• _THINGS TO DO_:
A. In the article on the Lehigh workshop, rewrite the paragraph beginning "When researchers and graduate students" as a short list that keeps its main facts.
B. Answer these questions from the article on the Lehigh workshop, one per line:
(i) How many days apart did hurricanes Helene and Milton make landfall?
(ii) What center does Dr. Paolo Bocchini direct?
(iii) Which other catastrophic phenomena does the Center's work also address?

• _EXERCISE TEXT_:

•••••

When researchers and graduate students at Lehigh University began planning a Workshop on Climate, Equity, and Resilience in Catastrophe Modeling, they had no idea the gathering would become a roundtable in the wake of the most devastating two weeks in modern meteorological history. The landfalls of hurricanes Helene and Milton, just thirteen days apart and less than a week before the workshop, caused 300 billion dollars in damage across seven states. The storms left more than 250 people dead and laid bare the need to improve the modeling of these events from a number of perspectives including engineering, infrastructure, supply chains, and social support networks.
“Better modeling means better preparedness. The rapid intensification of both storms is a worrisome signal, one of the many signals calling attention to this problem,” said Dr. Paolo Bocchini, PhD., Director of the Center for Catastrophe Modeling and Resilience. “We need to unite the next generation of researchers in engineering, natural hazard science, climate science, and the social science of disasters to understand today better so we can prepare for tomorrow.”
The consequences of other catastrophic phenomena - such as wildfires, pandemics, floods, and earthquakes - are also being addressed by the work of the Center.

•••••

• _INFORMATION SUPPLIED_:
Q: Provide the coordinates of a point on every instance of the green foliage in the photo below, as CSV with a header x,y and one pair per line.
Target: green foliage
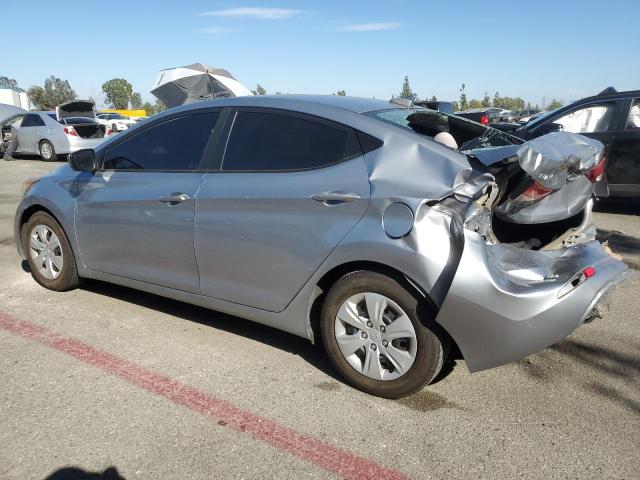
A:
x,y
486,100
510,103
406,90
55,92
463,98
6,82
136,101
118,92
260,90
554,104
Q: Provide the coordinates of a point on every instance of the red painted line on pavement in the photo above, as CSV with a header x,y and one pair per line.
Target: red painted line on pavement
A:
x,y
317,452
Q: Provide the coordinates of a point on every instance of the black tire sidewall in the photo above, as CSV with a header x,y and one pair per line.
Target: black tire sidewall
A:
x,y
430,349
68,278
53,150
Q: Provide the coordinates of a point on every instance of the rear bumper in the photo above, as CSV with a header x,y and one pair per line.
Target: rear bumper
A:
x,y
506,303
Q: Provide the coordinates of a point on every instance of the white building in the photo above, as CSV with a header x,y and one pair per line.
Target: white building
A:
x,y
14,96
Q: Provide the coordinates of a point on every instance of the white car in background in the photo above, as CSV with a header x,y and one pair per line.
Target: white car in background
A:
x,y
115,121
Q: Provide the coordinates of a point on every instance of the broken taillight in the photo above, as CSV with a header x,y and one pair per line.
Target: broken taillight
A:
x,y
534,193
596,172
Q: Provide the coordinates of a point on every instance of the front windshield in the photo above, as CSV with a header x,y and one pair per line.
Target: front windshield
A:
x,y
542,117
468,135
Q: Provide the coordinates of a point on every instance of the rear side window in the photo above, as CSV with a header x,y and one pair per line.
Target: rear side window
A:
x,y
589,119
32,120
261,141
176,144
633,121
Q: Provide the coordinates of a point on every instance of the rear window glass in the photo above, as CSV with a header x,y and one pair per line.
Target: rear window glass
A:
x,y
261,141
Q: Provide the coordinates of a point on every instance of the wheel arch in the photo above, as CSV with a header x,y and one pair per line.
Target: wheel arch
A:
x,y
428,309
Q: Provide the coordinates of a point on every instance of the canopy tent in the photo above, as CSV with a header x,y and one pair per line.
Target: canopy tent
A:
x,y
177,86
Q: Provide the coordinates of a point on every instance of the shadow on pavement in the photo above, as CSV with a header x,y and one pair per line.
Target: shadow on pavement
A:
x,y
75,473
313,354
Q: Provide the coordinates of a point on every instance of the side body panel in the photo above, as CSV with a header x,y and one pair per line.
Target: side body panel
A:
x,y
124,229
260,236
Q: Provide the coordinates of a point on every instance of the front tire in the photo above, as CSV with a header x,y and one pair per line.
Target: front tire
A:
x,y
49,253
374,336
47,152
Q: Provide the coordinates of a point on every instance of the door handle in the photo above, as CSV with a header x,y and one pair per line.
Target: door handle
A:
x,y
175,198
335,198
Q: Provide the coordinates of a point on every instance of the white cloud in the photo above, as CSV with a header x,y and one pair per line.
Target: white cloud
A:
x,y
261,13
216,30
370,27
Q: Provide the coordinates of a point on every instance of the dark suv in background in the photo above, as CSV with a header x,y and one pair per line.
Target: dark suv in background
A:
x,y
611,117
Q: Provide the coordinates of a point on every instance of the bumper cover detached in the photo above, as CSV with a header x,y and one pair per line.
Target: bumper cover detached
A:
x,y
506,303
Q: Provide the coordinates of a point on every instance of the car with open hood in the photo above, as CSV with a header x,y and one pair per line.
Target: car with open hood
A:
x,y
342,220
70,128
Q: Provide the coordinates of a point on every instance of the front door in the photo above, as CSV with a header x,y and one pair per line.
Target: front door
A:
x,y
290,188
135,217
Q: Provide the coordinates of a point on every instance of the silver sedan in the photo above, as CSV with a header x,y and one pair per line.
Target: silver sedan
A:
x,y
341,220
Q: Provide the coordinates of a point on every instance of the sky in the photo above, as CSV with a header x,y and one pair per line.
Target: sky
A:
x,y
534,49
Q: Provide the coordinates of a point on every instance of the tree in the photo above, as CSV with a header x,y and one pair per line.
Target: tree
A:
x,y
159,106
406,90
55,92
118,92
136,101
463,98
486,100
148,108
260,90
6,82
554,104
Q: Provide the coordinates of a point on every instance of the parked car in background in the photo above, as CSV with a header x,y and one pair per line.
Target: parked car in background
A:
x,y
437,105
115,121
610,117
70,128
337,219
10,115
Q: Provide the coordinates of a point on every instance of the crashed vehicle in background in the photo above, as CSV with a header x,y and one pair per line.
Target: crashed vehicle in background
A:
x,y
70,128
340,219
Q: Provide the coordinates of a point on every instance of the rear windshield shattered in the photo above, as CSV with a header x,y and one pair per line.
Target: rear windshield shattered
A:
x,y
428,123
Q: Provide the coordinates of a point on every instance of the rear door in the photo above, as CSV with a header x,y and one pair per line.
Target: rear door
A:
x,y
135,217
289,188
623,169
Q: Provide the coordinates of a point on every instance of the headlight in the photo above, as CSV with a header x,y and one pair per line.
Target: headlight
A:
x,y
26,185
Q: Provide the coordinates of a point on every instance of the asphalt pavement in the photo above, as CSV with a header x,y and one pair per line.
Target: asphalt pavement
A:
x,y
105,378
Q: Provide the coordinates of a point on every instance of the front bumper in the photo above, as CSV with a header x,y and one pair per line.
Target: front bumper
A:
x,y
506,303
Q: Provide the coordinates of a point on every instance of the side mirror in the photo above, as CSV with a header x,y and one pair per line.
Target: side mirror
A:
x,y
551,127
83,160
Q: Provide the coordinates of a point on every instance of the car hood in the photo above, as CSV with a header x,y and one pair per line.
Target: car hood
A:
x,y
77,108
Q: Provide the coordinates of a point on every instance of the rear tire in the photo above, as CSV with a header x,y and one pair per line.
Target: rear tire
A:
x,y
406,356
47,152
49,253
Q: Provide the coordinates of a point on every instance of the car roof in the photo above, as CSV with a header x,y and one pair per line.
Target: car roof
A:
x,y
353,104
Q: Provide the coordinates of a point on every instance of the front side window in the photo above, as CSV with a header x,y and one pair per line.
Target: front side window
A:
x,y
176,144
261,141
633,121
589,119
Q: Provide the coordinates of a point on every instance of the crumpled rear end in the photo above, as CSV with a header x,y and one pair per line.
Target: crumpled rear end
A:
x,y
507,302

•••••

• _ANSWERS_:
A.
- Lehigh University researchers and graduate students planned a Workshop on Climate, Equity, and Resilience in Catastrophe Modeling.
- Unexpectedly, it became a roundtable after the most devastating two weeks in modern meteorological history.
- Hurricanes Helene and Milton made landfall thirteen days apart, less than a week before the workshop.
- The storms caused 300 billion dollars in damage across seven states and left more than 250 people dead.
- They exposed the need to improve modeling of such events, including engineering, infrastructure, supply chains, and social support networks.

B.
(i) Thirteen days.
(ii) The Center for Catastrophe Modeling and Resilience.
(iii) Wildfires, pandemics, floods, and earthquakes.